(Excerpts of pointing data)
━━━━━━━━━━━━━━━━
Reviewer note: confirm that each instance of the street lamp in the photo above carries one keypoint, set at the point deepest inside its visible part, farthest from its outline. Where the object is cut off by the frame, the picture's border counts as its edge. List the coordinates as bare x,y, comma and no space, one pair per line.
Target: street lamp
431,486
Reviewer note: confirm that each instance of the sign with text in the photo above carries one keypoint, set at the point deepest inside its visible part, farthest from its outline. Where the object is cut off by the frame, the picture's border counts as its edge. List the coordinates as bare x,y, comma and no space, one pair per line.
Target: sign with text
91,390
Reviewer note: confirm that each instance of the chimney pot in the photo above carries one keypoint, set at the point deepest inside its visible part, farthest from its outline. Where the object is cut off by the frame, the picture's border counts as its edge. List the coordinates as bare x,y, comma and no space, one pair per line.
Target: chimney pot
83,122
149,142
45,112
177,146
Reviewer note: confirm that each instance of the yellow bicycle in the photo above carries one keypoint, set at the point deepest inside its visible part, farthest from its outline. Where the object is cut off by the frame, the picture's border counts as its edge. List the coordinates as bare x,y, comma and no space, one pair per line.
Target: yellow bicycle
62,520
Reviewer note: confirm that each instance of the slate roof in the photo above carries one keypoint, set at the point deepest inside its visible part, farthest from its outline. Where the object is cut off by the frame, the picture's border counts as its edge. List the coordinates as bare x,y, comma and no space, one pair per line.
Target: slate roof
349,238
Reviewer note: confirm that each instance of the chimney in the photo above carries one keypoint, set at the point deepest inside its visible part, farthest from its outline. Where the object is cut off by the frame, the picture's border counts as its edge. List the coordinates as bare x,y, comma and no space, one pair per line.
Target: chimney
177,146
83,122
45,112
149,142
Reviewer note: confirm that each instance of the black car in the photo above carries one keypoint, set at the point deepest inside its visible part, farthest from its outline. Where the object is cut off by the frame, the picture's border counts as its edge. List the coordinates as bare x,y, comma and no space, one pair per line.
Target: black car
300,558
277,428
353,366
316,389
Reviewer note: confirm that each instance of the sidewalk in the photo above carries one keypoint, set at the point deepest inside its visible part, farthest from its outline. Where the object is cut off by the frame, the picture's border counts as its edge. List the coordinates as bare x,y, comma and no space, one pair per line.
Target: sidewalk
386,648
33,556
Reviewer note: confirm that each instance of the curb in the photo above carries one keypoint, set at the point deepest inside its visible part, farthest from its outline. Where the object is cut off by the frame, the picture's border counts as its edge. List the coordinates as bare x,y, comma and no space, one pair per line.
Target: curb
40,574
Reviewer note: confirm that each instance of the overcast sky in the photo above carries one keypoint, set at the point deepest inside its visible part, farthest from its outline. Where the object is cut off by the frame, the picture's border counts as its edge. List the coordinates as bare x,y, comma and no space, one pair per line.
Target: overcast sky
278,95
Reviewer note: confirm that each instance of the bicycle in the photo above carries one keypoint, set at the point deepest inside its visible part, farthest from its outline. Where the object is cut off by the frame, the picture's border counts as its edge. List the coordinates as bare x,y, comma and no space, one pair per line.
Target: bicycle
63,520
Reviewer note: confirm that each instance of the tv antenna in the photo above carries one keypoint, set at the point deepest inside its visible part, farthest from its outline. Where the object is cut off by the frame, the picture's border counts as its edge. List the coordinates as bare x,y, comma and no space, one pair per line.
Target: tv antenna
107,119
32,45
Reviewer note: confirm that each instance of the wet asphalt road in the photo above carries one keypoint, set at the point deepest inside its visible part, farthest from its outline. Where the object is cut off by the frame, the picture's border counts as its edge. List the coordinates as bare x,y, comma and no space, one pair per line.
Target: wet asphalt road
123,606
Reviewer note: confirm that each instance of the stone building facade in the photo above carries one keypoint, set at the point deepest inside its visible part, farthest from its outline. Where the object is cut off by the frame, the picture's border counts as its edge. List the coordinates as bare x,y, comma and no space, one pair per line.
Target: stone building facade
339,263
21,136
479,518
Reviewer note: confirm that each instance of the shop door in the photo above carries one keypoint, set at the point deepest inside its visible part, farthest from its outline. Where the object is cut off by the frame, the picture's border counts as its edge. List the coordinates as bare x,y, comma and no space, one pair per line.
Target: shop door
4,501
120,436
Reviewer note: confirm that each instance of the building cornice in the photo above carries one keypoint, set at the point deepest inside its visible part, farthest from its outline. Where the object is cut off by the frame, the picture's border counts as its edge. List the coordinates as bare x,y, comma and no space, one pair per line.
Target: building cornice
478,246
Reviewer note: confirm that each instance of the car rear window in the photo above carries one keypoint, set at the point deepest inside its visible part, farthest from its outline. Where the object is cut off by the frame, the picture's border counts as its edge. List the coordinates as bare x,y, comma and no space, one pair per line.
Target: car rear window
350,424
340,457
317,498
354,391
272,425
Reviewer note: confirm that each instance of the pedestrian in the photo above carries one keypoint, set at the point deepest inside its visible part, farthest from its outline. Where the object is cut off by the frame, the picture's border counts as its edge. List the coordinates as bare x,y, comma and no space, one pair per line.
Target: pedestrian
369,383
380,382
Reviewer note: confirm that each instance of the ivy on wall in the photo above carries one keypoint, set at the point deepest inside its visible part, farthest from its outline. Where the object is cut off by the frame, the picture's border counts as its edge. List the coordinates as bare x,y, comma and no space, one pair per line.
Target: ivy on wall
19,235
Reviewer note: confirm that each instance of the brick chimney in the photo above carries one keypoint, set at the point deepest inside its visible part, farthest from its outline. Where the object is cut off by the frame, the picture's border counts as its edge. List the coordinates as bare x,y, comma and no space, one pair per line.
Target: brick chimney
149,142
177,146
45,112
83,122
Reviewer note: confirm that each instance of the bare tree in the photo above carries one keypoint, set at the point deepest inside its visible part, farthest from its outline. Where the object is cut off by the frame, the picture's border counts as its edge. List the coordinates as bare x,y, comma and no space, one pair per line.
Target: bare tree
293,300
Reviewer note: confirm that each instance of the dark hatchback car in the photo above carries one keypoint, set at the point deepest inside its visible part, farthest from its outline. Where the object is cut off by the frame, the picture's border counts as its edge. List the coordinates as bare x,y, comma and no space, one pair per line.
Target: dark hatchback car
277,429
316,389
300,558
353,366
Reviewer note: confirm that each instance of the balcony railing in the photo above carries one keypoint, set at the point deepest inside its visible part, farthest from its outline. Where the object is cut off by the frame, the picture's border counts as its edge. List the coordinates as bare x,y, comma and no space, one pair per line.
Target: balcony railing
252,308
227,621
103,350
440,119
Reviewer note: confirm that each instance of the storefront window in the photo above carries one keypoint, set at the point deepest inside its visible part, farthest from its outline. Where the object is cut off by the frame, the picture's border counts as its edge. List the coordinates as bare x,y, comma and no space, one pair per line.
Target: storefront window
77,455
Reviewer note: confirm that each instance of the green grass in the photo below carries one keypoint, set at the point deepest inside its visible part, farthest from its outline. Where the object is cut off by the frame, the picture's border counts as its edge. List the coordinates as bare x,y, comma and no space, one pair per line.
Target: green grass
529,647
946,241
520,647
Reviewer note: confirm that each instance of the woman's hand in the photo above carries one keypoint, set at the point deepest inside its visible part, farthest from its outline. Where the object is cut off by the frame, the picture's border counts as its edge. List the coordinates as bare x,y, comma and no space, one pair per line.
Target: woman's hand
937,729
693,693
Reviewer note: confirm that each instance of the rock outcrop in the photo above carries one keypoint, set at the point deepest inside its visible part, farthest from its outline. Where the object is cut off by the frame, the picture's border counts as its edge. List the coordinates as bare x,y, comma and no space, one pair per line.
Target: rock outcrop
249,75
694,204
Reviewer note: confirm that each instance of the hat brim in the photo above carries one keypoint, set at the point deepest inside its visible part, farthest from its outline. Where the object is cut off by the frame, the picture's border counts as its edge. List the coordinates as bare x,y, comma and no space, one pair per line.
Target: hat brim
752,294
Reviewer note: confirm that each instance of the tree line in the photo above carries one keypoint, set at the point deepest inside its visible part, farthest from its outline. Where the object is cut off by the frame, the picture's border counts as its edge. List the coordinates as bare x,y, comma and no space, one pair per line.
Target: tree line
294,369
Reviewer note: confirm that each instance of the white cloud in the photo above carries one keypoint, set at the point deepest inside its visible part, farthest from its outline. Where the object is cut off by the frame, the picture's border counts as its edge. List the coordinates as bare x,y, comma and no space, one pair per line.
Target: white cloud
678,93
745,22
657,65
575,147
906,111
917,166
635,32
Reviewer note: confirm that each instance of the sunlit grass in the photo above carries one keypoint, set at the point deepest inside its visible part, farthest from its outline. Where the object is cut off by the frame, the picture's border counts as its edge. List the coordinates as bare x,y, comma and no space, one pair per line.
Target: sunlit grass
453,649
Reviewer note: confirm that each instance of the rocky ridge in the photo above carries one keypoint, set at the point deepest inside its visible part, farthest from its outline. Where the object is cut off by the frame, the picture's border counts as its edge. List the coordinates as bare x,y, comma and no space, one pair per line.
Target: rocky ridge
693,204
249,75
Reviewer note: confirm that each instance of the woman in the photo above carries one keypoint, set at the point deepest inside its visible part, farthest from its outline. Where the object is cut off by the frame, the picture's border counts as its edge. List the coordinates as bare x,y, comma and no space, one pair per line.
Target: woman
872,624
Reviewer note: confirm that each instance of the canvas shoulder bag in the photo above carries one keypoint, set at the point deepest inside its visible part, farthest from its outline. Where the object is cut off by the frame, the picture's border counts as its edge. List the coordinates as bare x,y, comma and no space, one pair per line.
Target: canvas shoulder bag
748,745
━━━━━━━━━━━━━━━━
[REQUEST]
Rewrite the listing from the line containing "Reviewer note: confirm that each instance of the canvas" through the end of the listing, replacing "canvas shoulder bag" with "leather shoulder bag" and keeping everything else the same.

[SOLUTION]
Reviewer note: confirm that each instance of the leather shoulder bag in the photo above carries one keypoint, set at the point deepest inside its visible part, farthest from its outline. Where the object is cut off by the frame, the picture's border counts as its edge. List the coordinates as bare x,y, comma and no space, one pair per line.
Target: leather shoulder bag
748,745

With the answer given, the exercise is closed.